**Set task:** Starting at the line containing "task: trace the outline of every instance of the **red" and continuing through the end of the material, repeat those lines with "red shed" changed to "blue shed" and everything else kept the same.

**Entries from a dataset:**
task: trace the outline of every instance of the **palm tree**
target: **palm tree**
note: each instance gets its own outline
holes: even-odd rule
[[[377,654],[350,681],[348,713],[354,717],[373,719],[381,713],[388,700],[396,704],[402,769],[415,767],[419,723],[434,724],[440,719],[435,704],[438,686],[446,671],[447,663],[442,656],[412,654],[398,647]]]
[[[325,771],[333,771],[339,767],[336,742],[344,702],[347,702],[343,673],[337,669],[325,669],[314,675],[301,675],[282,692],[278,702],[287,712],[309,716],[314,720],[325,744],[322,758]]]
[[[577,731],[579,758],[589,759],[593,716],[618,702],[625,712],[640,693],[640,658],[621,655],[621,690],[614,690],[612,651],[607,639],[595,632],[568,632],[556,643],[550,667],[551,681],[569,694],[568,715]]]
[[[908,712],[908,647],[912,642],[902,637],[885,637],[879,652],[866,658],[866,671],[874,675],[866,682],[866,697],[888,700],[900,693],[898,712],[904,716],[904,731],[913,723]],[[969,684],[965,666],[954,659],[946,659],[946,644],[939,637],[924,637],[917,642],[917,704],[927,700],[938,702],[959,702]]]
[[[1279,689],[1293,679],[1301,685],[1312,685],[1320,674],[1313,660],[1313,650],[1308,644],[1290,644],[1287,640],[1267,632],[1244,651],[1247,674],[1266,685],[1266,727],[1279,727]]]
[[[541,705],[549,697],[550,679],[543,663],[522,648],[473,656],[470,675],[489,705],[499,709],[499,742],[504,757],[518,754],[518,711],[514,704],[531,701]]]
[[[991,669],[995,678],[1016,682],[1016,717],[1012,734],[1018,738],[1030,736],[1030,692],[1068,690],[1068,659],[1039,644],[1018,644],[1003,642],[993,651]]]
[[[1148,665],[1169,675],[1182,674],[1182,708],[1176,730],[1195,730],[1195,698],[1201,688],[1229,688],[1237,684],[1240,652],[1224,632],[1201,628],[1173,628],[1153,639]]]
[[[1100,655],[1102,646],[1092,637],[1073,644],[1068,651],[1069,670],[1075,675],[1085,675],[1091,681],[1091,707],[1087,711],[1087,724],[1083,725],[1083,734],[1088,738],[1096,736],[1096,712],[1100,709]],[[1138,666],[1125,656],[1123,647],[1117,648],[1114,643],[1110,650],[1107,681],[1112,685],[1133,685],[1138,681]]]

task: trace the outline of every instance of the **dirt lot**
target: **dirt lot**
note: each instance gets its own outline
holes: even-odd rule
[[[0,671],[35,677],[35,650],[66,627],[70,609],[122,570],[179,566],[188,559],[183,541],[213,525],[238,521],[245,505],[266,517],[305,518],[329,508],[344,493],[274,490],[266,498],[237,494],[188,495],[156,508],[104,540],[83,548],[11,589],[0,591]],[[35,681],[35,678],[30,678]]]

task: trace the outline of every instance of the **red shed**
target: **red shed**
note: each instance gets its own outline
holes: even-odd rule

**Result of this exercise:**
task: trace the outline of every instance of the **blue shed**
target: **blue shed**
note: each instance gets its own outline
holes: even-odd rule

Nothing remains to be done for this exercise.